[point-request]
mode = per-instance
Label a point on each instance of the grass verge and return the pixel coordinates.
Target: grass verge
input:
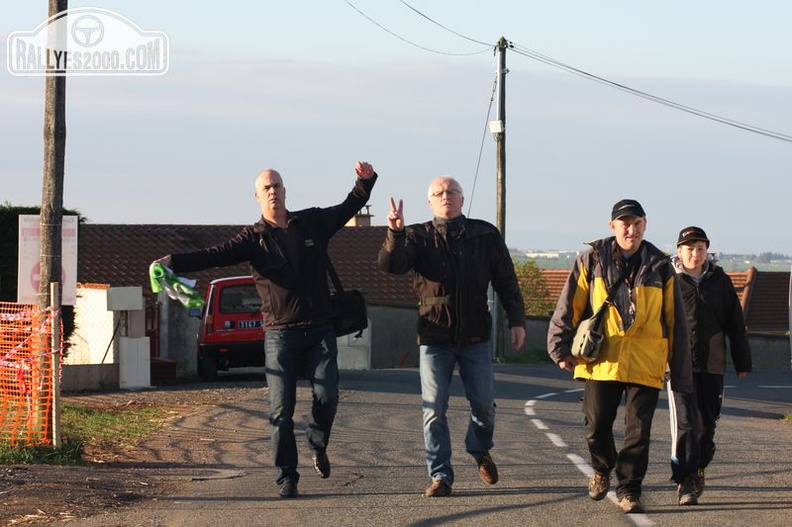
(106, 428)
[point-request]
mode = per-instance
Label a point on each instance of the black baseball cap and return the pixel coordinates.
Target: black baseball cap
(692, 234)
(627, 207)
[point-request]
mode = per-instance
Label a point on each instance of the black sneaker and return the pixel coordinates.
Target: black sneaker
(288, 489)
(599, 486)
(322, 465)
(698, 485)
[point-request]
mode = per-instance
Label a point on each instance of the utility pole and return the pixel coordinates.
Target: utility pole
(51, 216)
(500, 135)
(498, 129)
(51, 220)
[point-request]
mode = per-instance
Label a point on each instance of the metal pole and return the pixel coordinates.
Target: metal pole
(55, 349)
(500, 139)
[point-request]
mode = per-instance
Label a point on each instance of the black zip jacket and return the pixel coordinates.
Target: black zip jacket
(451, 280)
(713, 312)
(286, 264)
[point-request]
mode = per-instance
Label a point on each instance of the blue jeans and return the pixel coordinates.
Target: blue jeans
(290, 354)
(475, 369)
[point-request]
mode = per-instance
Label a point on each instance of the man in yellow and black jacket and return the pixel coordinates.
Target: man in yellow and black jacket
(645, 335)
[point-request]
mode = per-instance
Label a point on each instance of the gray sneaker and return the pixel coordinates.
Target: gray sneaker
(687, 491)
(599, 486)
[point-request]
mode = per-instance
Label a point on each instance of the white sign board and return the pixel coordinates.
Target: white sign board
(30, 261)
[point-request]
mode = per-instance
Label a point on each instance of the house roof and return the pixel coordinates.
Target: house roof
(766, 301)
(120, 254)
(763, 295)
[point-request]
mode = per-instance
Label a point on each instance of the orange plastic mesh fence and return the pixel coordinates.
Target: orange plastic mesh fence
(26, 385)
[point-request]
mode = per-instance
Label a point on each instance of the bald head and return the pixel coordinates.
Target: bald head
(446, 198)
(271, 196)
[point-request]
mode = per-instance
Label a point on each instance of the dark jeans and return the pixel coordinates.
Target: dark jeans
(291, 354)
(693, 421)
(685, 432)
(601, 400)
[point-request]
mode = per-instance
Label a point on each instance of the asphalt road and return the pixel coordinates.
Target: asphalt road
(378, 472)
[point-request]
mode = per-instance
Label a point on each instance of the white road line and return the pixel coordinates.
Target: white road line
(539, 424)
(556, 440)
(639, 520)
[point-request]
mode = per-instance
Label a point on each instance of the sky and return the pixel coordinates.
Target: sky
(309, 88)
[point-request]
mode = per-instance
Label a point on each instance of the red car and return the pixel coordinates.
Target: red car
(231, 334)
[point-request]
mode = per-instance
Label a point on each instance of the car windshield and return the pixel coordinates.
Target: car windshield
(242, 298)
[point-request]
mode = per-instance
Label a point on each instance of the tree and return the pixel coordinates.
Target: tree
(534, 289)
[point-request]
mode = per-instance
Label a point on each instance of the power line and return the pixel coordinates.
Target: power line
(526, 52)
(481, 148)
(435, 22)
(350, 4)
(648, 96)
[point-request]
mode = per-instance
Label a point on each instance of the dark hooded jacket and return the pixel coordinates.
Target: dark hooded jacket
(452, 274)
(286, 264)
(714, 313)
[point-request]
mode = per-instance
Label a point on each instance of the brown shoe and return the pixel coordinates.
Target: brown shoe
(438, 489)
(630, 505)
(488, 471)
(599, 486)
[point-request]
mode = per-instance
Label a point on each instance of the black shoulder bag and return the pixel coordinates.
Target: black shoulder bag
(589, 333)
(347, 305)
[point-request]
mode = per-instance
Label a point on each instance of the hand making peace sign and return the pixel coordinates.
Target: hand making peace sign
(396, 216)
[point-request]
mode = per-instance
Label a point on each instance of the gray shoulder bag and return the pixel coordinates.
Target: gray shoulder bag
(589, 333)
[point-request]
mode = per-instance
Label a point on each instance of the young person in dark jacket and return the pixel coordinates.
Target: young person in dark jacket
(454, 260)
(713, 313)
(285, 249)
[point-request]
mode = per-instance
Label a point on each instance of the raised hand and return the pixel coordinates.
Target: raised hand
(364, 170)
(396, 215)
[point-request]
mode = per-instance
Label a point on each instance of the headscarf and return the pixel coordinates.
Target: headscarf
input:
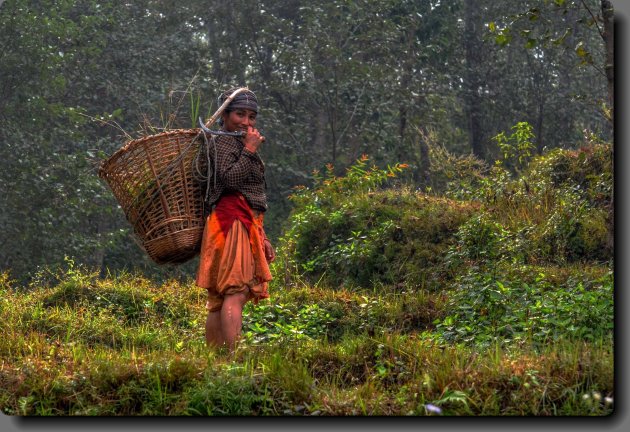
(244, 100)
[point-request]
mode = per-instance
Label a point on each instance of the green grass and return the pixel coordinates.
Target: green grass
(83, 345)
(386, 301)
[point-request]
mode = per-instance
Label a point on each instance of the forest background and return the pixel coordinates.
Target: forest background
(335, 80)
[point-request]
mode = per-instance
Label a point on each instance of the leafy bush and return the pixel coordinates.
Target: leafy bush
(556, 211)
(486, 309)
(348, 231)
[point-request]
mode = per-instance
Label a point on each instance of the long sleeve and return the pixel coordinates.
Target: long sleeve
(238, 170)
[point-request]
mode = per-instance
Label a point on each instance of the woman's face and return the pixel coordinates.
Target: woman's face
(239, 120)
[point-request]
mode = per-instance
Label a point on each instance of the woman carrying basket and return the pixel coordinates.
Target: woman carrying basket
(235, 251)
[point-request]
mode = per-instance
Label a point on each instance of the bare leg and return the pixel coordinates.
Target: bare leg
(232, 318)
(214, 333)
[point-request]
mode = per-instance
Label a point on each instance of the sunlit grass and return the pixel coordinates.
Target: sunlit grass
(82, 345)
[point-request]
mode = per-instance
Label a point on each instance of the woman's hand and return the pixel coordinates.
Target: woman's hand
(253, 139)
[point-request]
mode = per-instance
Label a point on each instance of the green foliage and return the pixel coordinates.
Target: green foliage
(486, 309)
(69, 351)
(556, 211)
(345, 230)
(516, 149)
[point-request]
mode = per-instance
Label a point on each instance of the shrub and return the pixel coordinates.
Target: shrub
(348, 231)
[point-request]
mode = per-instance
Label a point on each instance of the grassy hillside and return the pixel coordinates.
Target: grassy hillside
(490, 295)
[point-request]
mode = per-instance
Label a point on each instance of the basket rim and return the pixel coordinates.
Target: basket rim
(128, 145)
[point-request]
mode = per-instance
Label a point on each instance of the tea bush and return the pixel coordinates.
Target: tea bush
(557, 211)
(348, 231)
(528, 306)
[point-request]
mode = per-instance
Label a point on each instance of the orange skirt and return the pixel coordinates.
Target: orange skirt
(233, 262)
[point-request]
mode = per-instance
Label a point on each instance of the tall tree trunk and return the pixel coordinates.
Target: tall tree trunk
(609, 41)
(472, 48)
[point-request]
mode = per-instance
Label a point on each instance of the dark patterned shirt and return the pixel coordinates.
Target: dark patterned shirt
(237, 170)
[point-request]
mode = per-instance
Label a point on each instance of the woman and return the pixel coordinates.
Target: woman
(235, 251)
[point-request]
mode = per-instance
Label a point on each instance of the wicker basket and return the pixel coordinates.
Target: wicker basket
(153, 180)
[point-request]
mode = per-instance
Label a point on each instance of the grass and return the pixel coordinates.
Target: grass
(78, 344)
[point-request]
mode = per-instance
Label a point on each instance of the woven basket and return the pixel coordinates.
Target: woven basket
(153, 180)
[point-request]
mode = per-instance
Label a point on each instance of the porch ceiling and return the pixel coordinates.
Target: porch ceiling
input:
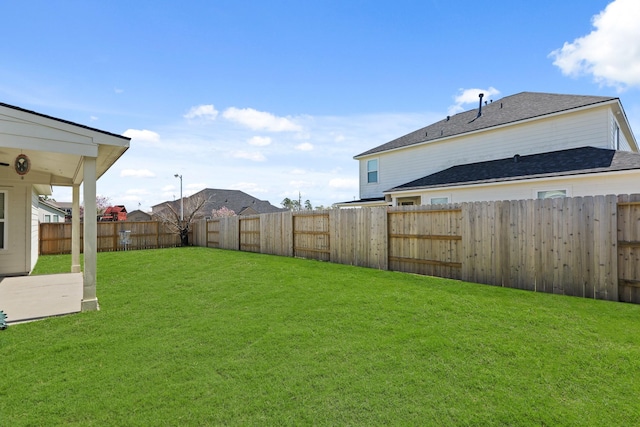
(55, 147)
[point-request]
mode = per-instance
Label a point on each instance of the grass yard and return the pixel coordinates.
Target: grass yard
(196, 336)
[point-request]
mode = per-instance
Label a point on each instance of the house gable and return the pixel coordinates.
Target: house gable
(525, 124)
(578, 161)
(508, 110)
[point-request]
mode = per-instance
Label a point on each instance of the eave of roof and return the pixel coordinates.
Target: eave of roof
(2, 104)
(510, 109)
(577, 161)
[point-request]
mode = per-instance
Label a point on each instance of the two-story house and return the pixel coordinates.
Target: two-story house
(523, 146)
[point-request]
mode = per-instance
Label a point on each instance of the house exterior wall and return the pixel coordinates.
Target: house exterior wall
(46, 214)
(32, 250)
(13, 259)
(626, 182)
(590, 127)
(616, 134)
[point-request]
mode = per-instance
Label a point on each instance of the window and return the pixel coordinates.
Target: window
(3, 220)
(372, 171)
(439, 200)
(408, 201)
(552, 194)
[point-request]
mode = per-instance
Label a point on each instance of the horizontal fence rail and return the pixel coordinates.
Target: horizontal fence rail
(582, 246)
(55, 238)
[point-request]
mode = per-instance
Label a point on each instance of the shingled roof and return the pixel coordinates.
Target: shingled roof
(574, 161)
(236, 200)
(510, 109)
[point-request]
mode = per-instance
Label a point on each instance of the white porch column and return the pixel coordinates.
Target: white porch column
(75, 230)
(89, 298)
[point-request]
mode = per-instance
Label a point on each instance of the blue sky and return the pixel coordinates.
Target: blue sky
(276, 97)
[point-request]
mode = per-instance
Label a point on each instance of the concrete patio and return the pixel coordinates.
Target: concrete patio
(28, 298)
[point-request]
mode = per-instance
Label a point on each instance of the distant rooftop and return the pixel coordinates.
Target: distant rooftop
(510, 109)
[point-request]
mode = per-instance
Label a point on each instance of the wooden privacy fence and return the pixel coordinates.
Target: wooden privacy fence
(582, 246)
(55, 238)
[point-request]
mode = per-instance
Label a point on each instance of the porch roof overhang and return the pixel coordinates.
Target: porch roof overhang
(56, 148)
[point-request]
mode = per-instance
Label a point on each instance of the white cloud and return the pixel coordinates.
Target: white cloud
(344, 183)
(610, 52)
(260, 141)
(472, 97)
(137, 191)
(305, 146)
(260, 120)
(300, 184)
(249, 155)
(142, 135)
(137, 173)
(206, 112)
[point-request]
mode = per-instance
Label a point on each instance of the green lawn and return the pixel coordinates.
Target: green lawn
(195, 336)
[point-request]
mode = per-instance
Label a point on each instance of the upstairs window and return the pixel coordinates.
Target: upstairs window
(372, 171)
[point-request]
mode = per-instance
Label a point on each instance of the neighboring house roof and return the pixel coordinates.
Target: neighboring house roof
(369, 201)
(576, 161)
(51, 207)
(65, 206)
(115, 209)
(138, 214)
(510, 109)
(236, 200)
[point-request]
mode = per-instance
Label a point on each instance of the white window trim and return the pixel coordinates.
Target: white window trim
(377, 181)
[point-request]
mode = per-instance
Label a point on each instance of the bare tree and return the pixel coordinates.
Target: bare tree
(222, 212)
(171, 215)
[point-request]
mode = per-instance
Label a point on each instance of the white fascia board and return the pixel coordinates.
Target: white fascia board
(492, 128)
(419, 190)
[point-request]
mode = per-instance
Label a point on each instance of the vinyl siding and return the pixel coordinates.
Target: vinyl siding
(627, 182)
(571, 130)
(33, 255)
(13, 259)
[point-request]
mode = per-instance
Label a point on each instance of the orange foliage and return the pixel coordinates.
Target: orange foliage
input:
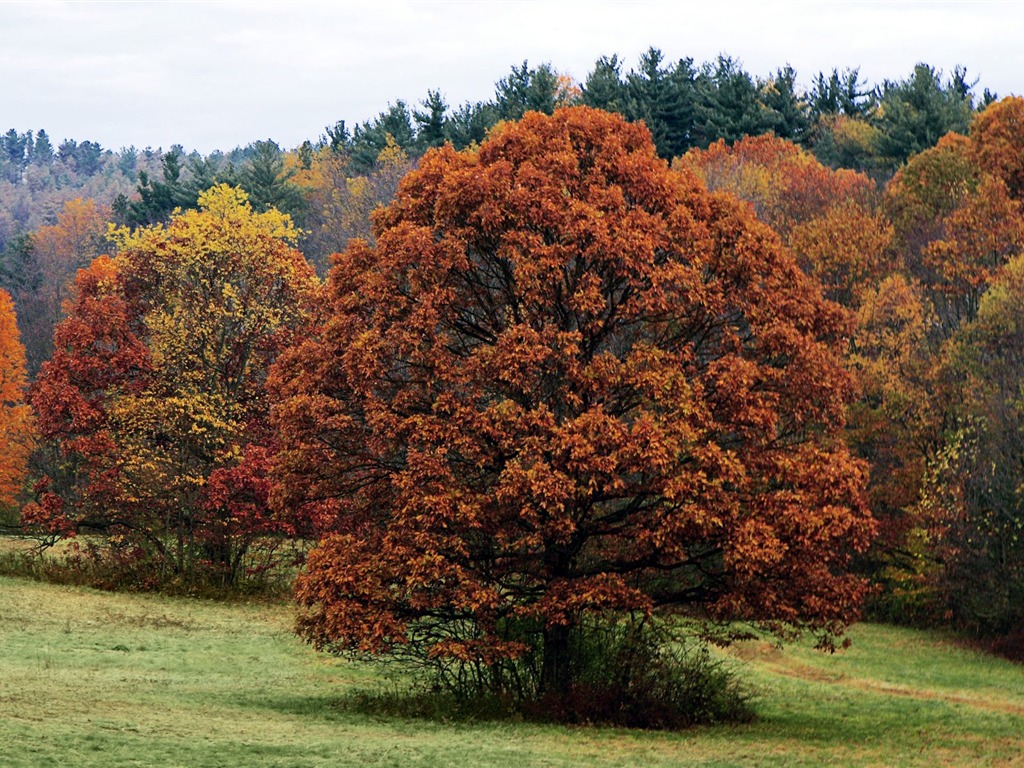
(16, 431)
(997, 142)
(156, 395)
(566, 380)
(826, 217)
= = =
» **ACTIVITY**: Scan the entries for the word "headscarf". Report each line that has it.

» **TASK ANSWER**:
Label a point on each instance of the headscarf and return the pixel coordinates.
Target: headscarf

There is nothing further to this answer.